YOUR OBJECTIVE: Can you retype only the lines from the one with "the wooden post" through the final line of the material, exactly as given?

Entries from a dataset:

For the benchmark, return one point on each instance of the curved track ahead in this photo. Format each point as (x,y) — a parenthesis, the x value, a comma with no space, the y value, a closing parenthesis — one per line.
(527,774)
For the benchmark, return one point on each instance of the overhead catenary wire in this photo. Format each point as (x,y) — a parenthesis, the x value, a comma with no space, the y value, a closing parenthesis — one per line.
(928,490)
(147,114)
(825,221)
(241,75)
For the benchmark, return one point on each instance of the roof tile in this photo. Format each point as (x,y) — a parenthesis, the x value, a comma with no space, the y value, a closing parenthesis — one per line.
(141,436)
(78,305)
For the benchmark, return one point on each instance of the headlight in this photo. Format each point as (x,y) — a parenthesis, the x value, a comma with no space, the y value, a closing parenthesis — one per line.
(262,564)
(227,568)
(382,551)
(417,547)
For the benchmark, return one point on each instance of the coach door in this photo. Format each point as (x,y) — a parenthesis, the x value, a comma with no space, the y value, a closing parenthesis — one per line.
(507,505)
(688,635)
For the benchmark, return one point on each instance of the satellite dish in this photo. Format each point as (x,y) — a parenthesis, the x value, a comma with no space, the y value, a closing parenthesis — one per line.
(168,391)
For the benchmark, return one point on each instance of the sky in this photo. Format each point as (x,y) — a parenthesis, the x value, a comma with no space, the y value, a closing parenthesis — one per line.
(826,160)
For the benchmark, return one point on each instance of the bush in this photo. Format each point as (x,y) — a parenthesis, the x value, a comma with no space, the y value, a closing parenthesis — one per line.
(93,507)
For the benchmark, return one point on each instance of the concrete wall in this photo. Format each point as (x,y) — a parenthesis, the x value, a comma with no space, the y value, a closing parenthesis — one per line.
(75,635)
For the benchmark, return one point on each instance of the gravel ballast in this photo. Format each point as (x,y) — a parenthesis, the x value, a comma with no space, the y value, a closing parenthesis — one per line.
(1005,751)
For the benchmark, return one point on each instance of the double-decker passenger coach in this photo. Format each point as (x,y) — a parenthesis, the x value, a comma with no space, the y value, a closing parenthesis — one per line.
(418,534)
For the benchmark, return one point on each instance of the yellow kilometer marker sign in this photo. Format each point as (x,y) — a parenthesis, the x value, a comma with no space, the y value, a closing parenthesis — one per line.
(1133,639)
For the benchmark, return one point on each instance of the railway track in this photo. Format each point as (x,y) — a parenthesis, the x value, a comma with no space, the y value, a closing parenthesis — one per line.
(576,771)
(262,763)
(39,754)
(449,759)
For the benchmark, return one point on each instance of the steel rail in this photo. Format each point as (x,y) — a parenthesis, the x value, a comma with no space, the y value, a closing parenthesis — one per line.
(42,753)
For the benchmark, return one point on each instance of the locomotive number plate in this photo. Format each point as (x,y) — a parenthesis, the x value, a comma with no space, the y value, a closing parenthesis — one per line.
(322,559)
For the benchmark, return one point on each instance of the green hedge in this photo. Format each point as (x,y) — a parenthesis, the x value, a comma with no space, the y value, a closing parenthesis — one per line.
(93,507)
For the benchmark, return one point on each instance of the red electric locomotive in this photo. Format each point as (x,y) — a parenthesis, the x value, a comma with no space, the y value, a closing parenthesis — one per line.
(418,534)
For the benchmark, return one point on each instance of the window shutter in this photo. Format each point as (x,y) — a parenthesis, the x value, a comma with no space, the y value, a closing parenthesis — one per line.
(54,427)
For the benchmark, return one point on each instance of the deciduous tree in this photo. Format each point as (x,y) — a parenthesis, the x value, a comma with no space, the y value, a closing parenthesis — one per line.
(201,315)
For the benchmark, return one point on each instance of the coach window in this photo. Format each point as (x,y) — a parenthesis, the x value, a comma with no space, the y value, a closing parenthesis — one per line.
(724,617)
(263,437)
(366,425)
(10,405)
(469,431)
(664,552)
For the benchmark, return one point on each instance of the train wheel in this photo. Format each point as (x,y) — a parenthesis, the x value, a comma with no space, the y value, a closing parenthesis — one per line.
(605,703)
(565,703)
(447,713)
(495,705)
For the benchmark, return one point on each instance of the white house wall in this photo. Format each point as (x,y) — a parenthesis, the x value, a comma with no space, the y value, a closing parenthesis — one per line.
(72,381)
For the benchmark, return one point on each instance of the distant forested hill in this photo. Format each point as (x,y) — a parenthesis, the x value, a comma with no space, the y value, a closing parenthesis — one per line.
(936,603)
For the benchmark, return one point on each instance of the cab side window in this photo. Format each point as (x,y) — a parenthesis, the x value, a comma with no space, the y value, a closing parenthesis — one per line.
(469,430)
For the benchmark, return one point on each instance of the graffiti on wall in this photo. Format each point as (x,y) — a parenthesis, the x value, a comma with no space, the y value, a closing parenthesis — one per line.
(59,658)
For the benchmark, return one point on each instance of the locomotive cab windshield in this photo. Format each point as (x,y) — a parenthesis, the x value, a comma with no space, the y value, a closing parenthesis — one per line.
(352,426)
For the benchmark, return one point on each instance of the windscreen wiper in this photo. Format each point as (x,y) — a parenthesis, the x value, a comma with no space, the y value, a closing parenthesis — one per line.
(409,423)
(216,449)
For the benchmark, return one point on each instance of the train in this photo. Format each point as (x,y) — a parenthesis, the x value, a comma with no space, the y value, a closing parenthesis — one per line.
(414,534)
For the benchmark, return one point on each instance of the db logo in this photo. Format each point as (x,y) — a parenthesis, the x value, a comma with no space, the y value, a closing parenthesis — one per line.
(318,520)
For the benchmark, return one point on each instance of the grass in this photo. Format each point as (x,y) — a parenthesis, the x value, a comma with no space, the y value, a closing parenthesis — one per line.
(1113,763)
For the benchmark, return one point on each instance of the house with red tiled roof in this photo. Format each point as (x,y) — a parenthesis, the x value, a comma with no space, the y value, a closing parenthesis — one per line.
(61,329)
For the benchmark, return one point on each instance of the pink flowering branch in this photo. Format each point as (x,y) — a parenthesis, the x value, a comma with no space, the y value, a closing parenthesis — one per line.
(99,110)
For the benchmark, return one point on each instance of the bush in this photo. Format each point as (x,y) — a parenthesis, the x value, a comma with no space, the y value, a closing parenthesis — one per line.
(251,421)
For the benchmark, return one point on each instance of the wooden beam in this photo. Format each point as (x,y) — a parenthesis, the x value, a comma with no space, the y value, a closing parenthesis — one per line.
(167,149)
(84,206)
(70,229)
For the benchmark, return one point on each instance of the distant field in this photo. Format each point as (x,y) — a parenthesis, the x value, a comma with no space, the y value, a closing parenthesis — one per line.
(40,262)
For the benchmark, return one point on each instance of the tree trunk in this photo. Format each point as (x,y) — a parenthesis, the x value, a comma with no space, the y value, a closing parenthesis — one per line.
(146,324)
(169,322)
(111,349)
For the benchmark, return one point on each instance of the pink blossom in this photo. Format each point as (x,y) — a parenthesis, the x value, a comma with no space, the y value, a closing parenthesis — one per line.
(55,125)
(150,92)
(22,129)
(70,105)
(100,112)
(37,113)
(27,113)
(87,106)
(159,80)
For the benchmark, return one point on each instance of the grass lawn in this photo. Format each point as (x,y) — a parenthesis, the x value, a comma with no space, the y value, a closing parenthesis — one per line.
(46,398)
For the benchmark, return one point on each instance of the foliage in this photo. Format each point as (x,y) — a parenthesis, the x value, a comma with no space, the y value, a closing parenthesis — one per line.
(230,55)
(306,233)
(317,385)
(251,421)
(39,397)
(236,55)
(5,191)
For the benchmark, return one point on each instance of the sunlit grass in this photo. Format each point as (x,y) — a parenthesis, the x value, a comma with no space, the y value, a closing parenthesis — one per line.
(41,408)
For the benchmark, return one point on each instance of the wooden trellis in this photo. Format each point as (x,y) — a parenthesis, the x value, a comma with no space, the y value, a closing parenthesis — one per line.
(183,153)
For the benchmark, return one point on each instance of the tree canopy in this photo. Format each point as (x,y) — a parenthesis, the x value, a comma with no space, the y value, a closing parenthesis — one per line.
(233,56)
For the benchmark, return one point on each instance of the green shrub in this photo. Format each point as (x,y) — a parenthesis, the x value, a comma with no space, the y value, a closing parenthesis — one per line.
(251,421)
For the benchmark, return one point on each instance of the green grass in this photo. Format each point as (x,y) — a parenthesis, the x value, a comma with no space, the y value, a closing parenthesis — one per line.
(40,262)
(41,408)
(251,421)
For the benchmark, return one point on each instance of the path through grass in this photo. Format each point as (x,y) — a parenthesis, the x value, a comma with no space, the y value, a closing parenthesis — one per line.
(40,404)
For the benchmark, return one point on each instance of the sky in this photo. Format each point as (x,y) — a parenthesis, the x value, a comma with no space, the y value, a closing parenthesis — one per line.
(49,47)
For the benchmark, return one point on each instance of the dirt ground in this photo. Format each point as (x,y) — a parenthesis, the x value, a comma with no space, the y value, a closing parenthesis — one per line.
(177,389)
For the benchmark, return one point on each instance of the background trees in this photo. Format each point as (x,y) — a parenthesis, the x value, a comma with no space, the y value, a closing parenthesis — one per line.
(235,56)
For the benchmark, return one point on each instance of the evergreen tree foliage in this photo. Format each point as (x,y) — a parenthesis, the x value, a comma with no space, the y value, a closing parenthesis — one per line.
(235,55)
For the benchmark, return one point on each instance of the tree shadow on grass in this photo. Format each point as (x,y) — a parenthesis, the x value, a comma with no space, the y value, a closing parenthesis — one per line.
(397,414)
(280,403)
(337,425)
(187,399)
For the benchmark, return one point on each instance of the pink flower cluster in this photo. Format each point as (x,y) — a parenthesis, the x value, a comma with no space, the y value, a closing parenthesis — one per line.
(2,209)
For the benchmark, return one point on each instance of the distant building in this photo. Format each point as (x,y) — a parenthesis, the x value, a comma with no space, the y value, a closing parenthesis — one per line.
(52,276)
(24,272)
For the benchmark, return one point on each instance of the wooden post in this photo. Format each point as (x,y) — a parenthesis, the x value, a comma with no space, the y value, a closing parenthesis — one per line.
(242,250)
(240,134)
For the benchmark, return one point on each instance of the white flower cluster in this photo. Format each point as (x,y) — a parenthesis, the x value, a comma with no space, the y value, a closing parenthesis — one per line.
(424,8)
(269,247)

SOLVED EXERCISE:
For the benchmark, return one point on each instance of the wooden post in this photo. Format each point as (x,y) — a parenthesis, the x value, a comma with no space, the y value, a closing parenthesis — one per line.
(242,250)
(240,134)
For the benchmark, return one point on each instance of the white flower cluster in this photo. Format each point as (x,y) — a parenthesis, the x value, a comma with no space, the y value, a closing parenthesis — one per line.
(424,8)
(269,247)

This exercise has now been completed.